Problem requirements = Pull out each line of the items below that contains the word "handle", matching case exactly, and copy those lines.

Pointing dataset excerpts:
* * *

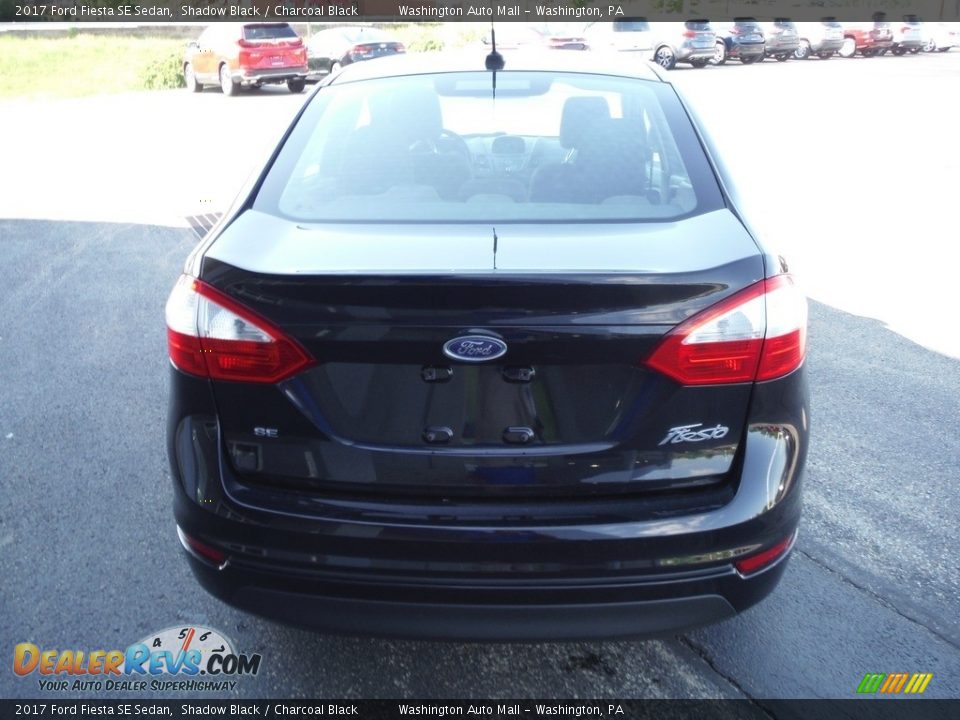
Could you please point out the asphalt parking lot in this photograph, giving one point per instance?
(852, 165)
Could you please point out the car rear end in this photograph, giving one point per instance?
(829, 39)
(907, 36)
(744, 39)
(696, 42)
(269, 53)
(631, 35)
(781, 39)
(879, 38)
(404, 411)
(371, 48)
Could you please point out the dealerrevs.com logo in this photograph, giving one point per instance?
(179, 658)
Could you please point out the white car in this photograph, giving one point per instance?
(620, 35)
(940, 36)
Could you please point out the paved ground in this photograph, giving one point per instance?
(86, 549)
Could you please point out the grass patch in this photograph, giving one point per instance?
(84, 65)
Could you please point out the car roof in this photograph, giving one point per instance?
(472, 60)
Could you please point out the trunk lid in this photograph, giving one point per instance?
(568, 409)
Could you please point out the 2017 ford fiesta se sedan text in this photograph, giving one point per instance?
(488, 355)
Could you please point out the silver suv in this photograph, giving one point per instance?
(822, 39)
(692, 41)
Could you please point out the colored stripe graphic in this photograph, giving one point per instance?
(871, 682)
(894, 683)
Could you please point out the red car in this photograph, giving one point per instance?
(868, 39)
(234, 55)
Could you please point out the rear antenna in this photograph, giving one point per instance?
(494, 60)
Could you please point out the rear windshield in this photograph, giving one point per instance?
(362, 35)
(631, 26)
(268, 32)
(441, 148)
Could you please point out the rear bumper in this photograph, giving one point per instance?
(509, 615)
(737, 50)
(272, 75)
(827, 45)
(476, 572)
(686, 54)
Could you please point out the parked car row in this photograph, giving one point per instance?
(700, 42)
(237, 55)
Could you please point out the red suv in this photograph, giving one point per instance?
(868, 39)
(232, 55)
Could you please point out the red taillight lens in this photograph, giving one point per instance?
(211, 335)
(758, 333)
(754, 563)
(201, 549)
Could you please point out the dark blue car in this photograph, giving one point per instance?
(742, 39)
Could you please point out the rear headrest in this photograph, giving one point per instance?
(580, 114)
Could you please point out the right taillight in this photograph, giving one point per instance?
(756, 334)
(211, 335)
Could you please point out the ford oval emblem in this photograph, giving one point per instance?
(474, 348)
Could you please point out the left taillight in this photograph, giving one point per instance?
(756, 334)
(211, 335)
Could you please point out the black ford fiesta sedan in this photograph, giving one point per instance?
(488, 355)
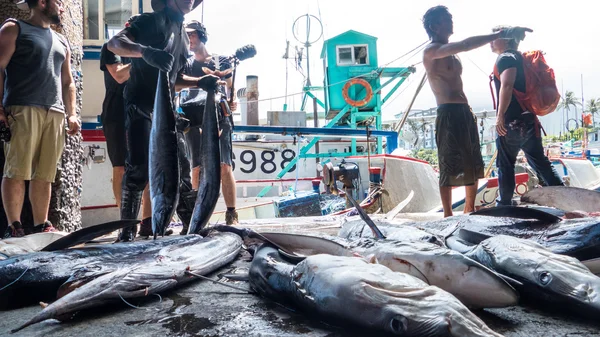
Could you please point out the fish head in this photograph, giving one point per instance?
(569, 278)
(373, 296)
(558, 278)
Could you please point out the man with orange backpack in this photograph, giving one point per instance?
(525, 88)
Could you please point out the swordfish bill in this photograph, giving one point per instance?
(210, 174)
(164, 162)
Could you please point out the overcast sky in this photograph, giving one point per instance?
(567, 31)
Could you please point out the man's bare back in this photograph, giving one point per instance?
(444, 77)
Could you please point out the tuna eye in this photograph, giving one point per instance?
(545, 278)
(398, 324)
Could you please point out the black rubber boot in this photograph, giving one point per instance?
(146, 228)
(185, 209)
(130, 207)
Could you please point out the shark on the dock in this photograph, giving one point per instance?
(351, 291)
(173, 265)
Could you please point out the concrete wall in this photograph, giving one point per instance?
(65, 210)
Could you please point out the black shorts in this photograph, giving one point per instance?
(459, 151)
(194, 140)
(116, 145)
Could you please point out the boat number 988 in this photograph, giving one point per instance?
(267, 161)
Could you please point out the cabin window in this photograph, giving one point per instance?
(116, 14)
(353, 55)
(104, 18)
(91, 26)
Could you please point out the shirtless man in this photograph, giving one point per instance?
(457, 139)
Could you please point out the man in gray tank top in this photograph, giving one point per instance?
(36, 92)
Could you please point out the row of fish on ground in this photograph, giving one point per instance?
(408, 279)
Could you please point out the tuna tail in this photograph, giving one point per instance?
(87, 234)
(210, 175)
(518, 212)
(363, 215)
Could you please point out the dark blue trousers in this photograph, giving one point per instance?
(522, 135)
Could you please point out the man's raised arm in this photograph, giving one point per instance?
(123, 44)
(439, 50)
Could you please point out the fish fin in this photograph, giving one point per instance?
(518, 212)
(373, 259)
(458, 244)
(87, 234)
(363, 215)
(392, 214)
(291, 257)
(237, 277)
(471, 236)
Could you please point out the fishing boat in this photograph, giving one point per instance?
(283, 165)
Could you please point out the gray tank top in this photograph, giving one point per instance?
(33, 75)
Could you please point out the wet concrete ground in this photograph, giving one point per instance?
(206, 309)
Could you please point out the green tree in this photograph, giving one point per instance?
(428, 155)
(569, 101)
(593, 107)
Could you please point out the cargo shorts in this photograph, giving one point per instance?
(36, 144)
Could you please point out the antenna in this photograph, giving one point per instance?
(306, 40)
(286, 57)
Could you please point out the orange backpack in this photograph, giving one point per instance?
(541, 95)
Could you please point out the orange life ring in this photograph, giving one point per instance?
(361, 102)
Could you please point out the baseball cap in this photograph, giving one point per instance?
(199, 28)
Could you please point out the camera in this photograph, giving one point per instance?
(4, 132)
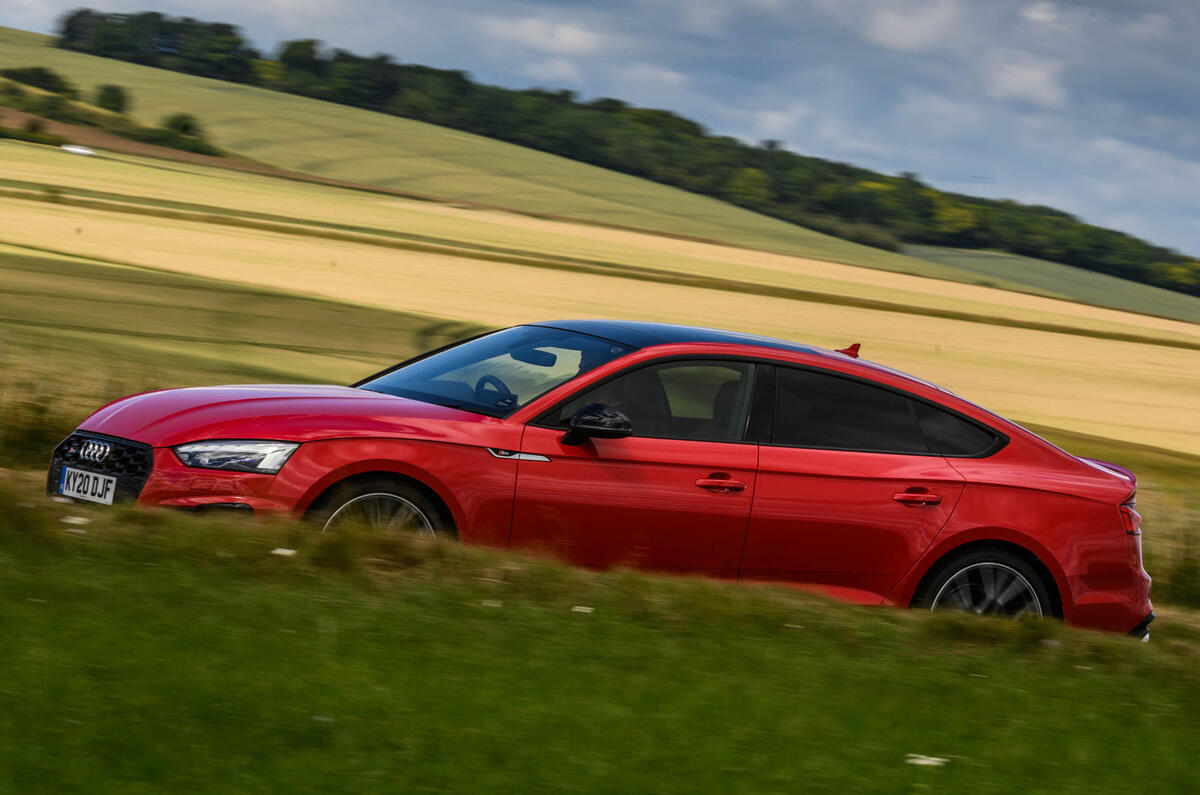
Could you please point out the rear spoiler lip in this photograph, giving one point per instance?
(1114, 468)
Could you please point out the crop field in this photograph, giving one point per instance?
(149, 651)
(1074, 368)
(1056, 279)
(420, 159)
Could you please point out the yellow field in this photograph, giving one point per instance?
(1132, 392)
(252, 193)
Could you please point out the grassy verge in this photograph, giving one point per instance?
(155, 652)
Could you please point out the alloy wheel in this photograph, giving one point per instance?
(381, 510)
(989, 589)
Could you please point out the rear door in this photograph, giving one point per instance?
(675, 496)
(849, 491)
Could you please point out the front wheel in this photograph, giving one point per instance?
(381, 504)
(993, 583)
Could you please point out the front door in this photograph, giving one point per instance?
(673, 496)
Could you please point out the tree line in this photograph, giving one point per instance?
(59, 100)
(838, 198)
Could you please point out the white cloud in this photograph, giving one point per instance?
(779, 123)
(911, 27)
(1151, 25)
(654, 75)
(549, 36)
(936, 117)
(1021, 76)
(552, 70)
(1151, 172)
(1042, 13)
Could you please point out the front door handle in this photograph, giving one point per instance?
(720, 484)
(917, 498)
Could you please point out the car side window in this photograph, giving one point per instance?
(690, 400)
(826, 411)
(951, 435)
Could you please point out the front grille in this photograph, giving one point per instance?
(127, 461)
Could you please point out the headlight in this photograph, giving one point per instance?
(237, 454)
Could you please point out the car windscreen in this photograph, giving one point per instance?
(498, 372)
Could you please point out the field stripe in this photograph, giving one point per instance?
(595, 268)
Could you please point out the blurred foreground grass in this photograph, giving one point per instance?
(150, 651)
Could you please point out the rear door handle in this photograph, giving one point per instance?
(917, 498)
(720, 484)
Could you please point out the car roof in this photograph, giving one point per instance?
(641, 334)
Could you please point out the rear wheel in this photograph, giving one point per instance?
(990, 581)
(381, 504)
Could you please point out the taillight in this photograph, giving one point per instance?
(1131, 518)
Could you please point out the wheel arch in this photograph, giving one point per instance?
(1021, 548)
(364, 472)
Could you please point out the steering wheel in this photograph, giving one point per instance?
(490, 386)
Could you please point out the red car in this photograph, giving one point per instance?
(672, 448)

* * *

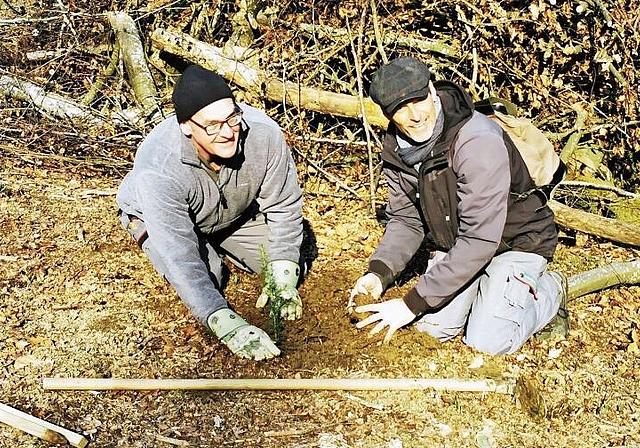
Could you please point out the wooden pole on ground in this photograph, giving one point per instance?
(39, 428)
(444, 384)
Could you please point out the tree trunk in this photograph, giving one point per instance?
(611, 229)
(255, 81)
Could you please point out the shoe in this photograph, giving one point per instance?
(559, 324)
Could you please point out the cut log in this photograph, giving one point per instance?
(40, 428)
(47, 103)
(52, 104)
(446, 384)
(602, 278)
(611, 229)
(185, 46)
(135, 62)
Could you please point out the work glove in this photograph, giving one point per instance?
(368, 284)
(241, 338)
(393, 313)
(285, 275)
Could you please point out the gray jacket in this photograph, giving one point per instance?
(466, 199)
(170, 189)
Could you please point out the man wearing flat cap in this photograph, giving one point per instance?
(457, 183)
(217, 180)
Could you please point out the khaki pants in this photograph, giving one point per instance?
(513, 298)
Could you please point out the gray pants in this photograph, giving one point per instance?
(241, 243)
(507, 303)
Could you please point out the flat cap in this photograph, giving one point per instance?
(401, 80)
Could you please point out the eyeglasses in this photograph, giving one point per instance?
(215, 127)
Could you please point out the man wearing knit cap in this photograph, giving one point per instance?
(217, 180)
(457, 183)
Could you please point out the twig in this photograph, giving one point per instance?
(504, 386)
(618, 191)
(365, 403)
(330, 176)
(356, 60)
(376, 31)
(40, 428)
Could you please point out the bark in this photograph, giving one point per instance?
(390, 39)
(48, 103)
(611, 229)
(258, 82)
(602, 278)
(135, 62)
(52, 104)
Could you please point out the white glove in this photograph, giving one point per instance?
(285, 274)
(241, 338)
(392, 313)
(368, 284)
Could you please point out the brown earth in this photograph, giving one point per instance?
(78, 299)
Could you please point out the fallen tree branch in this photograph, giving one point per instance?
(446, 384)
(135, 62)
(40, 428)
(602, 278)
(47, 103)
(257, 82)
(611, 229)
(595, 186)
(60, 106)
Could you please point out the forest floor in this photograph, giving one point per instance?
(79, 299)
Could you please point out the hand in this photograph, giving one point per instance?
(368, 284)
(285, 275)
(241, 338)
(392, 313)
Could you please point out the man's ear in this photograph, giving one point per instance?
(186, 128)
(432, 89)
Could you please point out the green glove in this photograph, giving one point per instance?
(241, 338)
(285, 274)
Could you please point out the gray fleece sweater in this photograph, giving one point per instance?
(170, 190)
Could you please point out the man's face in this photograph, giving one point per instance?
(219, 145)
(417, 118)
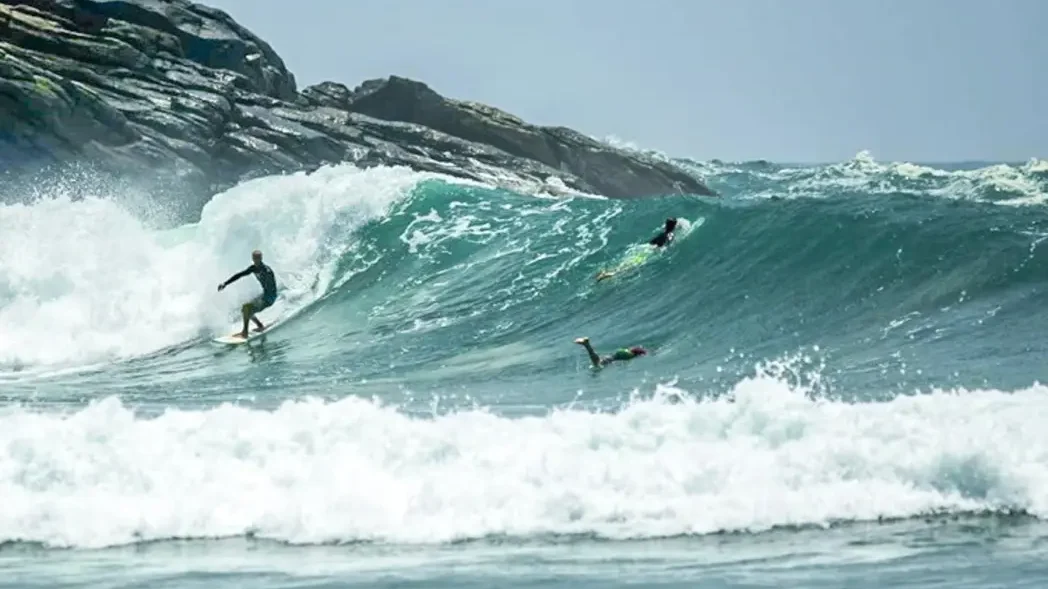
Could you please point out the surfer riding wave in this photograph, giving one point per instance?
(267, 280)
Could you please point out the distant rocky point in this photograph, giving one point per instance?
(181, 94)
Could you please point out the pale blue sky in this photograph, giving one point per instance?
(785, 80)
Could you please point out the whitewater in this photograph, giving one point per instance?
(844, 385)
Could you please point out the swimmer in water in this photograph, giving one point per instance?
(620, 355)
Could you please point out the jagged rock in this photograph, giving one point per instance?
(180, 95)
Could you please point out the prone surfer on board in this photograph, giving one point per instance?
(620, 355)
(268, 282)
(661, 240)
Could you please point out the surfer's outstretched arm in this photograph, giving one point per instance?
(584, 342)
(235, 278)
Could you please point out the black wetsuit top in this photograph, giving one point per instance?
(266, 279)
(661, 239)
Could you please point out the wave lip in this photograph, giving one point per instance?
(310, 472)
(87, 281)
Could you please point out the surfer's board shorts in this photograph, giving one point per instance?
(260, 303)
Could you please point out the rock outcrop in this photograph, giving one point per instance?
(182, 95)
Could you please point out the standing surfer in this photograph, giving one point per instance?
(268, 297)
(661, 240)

* * *

Task response =
Could you please point out the front door handle in this photograph, giving one point per instance?
Could you please point out the rear door handle in this photograph, giving one point per instance?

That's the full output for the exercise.